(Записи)
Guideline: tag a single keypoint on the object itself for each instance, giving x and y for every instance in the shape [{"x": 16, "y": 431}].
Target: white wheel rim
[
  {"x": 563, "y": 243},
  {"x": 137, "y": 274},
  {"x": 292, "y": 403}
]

[ЧТО СДЕЛАТЬ] Оформите записи выше как список JSON из строк, по одному элементу на каждую строку, пустые строки пропустите.

[ВЫПОЛНЕННОЕ ЗАДАНИЕ]
[
  "Guideline: tag a single keypoint on the object itself for each instance, giving x and y for every instance in the shape [{\"x\": 16, \"y\": 431}].",
  "Target: white wheel rim",
  "[",
  "  {\"x\": 563, \"y\": 243},",
  "  {\"x\": 137, \"y\": 274},",
  "  {\"x\": 292, \"y\": 403}",
  "]"
]